=== Exercise directions ===
Exact repetition is required: reproduce every line of the data.

Source records
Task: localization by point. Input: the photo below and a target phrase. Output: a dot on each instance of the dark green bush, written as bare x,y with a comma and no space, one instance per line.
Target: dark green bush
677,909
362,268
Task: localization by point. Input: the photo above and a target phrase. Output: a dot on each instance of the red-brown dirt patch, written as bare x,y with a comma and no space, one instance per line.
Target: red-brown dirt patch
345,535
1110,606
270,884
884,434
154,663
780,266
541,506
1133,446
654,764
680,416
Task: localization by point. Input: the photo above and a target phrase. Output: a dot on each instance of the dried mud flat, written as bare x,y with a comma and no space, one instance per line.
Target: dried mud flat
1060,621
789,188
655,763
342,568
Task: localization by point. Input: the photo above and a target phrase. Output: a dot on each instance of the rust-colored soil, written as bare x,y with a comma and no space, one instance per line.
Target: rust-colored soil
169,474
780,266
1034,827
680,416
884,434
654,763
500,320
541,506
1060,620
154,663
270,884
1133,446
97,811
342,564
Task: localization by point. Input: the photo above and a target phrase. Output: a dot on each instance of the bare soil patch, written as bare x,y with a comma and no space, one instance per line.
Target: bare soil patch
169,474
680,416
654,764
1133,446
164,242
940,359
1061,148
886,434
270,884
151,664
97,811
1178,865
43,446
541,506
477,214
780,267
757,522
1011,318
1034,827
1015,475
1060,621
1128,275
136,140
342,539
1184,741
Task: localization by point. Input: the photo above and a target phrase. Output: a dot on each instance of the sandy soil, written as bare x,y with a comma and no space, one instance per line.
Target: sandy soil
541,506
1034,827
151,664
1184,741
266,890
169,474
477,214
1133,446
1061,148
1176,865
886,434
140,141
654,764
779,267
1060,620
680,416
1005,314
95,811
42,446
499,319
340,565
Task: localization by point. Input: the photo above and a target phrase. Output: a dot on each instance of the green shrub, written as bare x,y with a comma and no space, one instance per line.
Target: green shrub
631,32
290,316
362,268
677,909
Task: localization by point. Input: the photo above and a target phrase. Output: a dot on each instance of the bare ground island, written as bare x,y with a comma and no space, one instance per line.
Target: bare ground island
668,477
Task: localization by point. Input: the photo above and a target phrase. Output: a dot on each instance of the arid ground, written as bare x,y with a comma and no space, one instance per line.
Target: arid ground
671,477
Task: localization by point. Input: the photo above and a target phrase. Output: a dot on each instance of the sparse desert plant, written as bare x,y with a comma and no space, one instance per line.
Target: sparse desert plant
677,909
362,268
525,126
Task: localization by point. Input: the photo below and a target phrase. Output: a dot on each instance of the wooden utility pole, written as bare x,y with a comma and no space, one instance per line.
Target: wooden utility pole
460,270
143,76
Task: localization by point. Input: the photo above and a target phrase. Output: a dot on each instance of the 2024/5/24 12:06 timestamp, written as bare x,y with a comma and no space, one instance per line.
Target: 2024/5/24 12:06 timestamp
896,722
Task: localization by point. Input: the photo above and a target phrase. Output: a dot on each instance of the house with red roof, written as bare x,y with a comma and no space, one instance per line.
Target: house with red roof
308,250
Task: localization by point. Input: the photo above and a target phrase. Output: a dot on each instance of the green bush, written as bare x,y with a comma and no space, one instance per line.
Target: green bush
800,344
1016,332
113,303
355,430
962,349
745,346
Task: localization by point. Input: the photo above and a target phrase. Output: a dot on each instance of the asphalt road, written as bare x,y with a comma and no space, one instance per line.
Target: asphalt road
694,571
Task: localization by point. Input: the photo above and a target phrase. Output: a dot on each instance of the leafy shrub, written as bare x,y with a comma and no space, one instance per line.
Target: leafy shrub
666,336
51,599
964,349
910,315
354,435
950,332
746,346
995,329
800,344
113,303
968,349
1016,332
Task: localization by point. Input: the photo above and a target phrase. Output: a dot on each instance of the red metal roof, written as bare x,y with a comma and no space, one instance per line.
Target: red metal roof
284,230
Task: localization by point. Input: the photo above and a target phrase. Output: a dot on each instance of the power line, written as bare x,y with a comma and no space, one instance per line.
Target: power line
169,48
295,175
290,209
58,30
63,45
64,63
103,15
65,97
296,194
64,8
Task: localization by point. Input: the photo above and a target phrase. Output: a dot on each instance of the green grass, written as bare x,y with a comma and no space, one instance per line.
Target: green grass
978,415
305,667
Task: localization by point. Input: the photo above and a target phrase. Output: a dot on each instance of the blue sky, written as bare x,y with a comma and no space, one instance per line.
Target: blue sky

=== Task result ===
Task: localization by point. Input: the photo below and a target phrase. Output: a dot on each instance of the dark green bush, written as bare x,y with a comma and no space, one instance per line.
Target: dark green bush
677,909
362,268
Task: localization by point. Input: the photo above and a target phrase. Output: a dot on each instance of the red-brown dirt patch, written as bare x,y with a comma and no space, one instance per line.
Target: red-brown dirt patch
345,535
1110,606
270,884
884,434
154,663
780,266
541,506
1133,446
654,764
680,416
Task: localization by point. Input: the photo above and a target phrase. Output: a dot on each instance of the dried mud flat, written as bare x,y with a comma and no space, one instance per line.
Target: dried mud flat
1060,621
789,188
655,763
342,568
Task: localization by point. Input: the photo above and a target phrase. Output: a dot on each instance of the rust-colored soil, written as bare x,y with a comma and no space, one instance per line.
Target: rust-colored soil
169,474
780,266
1034,827
680,416
884,434
654,763
500,320
541,506
1060,620
154,663
270,884
1133,446
97,811
342,564
Task: localization by point. Input: the photo above and a target phrase. Output: a dot on each instance of the bare soil patch, written as bare x,y with a comma and no space, one instance per line.
Target: bare soil patch
169,474
680,416
654,764
1133,446
164,242
940,359
1061,148
886,434
270,884
151,664
97,811
1178,865
43,446
541,506
477,214
780,267
757,522
1011,318
1034,827
1015,475
1060,621
1128,275
136,140
342,539
1184,741
Task: localization by point. Input: the photo above and a target phrase. Output: a dot on each instance of the sandy soil, written as bare x,y with a comma and no space, one instance per line.
Target: sandy soil
541,506
1034,827
151,664
1184,741
266,890
169,474
477,214
1133,446
1061,148
1176,865
886,434
140,141
654,764
779,267
1060,620
680,416
1005,314
95,811
42,446
499,319
340,565
Task: localization by point. Input: the photo above and a target phrase. Output: a dot on each instance of the green shrub, written as bare x,y with a comma and no space, one instance per line.
Target: green shrub
631,32
290,316
362,268
677,909
Task: localization by point. Input: the photo above and a target phrase. Output: a dot on each instance of the bare ground island, written as bare x,y with a comma and no space, one instance per line.
Target: bare ground island
668,477
Task: localization by point. Input: the photo above and a target phrase. Output: a dot on each instance of the arid ground, written as bare x,y with a comma and no space, one instance per line.
Target: arid ground
671,477
Task: localization by point. Input: the photo above and a target phrase. Output: a dot on each instance of the sparse desert plant, written as bare x,y with a comma and no space, one instance per line.
Target: sparse desert plant
677,909
362,268
525,126
Task: localization by point. Input: the photo below and a target phrase. Output: a dot on each instance of the wooden utility pole, written as bare x,y with a comma and no space, one instance per line.
Target: wooden utility pole
460,270
143,76
Task: localization by point. Input: the photo above and a target phrase. Output: a dot on each instance of the 2024/5/24 12:06 timestamp, written as bare x,y with a comma and no space, one instance per line.
Target: 2024/5/24 12:06 timestamp
896,722
Task: localization by point. Input: the photo above and a target phrase. Output: a dot on each instance of the house with red roof, written as bare x,y with a comma and no space, one instance per line.
Target: house with red roof
308,250
Task: localization by point. Input: the photo above and a target phrase. Output: a dot on each instance of the green bush, written as bare x,y with a comma and no space, one instance per line.
Target: green bush
800,344
1016,332
113,303
355,430
962,349
745,346
Task: localization by point. Input: the photo above and a target phrase. Output: a dot on each instance of the asphalt road, written as bare x,y with a comma and no space, one instance per line.
Target: asphalt road
694,571
Task: localization by point. Input: the photo above and a target phrase. Output: a dot on each instance of the leafy shrub, written as bare x,y with a comma and no space, one instance per line.
Target: leafy shrub
666,336
51,599
964,349
910,315
354,435
950,332
746,346
995,329
800,344
113,303
968,349
1016,332
Task: localization by point. Input: the photo above and a target phrase. Output: a dot on each instance of the red metal roof, written as bare x,y with a comma and no space, one instance per line.
Target: red metal roof
284,230
Task: localization by point. Input: the photo above and a target phrase. Output: a dot on each instance of the power line, written as bare x,y with a comma and no space, one instance per line.
Target: power line
169,48
295,175
290,209
58,30
63,45
64,63
103,15
65,97
296,194
64,8
Task: localization by point. Input: the photo above and a target phrase. Output: a dot on each instance of the green grass, written as bare x,y with a comma and no space, one instance per line.
Target: green grass
978,415
305,667
Task: localization by point. Input: the photo above and a target phrase. Output: a dot on each instance of the blue sky, written as bare x,y with a comma and no space, one instance per line.
Target: blue sky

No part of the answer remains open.